▶ **PARTS OF THE EXERCISE**:
1. In the poem about Priscilla, what did Priscilla have in her pocket?
2. Please extend the excerpt about Priscilla and her hollyhocks, picking up right after its final sentence.

▶ **SOURCE EXCERPT**:
═══

Teachers and homeschooling parents will find this excellent timeline helpful for TOT study.

Flowers from Priscilla
 
In Silkwood Inn long long ago,
Priscilla lived with face aglow.
For she had once been a slave.
Mr. Silkwood bought her and freedom gave.
 
In her pocket were hollyhock seed,
To bring the beauty all folks need.
Pretty Priscilla worked for hours.
Pretty Priscilla planted flowers.
 
Watered them carefully with her pail,
Beside the Shawneetown-Kaskaskia Trail.
Tired travelers stopping by
Would see tall blooms against the sky.
 
Priscilla worked hard each weekday,
And on the Sabbath would rest and pray.
People loved her for her good deeds.
She lives on through the hollyhock seeds.
                              By Sue Glasco
 
The poem was written for preschoolers
and their parents to act out together.  You
may want to try it with your child.

═══

▶ **EXCERPTED RECORDS**:
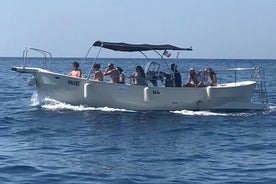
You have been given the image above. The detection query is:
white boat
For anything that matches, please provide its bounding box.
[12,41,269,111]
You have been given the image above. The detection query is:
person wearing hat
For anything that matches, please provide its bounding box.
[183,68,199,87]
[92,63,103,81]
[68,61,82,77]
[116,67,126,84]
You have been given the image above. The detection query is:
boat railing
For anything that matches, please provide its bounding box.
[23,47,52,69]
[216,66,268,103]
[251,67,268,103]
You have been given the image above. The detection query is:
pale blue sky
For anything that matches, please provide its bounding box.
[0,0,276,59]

═══

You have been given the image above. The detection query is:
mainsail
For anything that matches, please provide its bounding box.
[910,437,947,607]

═══

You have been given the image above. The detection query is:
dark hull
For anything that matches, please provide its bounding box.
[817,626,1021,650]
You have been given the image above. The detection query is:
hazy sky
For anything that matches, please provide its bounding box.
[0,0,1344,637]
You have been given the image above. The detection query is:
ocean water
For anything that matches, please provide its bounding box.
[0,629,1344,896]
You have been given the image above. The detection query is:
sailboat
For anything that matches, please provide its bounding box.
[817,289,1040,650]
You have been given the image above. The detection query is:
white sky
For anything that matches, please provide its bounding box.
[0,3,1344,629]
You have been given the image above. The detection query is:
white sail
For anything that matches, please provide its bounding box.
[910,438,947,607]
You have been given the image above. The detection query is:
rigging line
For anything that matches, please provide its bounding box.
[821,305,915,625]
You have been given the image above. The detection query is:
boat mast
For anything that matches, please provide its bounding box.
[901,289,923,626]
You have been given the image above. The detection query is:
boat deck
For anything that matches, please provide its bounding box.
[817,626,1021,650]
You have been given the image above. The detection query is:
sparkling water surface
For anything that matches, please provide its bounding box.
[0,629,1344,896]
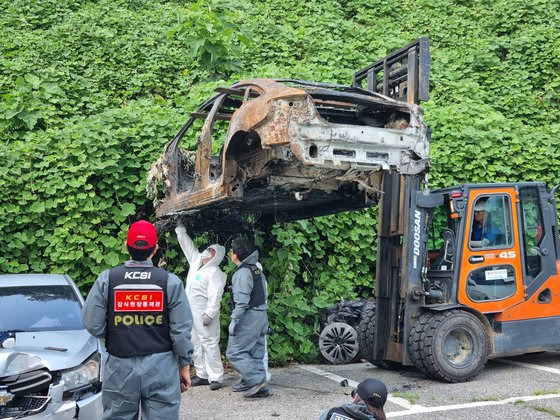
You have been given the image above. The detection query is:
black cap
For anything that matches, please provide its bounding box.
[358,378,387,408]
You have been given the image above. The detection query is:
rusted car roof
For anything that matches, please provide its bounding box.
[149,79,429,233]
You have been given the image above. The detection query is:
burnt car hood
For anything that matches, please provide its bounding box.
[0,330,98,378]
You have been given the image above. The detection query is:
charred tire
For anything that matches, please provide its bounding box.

═══

▶ **EXPECTED OUTPUTS**:
1. Hollyhock seed.

2.
See what actions you can create to go
with the poem.  Can you become a tall
bloom  blowing in the breeze?
 
 

A Little Song to be Sung to the Tune of "Twinkle Twinkle Little Star"
Blossom, blossom seeds of mine,
When I plant you, please do fine.
 
Waving brightly in the breeze,
You'll bring beauty sure to please
And memories of long ago--
Little Priscilla with her hoe.
 
Hollyhocks from afar,
You'll bring beauty where we are.
 
Possible Actions:  Planting seeds. 
Waving in the breeze.
Hoeing the hollyhocks.

Making Hollyhock Dolls
 
A wonderful summer activity for children is making hollyhock dolls.  Pick the hollyhock blossoms and buds in the cool of the morning or evening, and then sit outside with the children under a leafy tree on a blanket with a box of toothpicks and your picked blossoms. 
 
Caution: Children should be old enough that using toothpicks is safe.  A toddler might get one in the eye, so wait till the children are old enough to be careful.
 
Use a bud for the head, and another bud fastened with a toothpick for the bosom of the doll. With a toothpick, attach a skirt made of  one blossom on top of another to make a wide billowy floor-length  skirt. These two blossoms face downward.
 
Finally put a third blossom on the back of the doll's head to make a beautiful picture hat.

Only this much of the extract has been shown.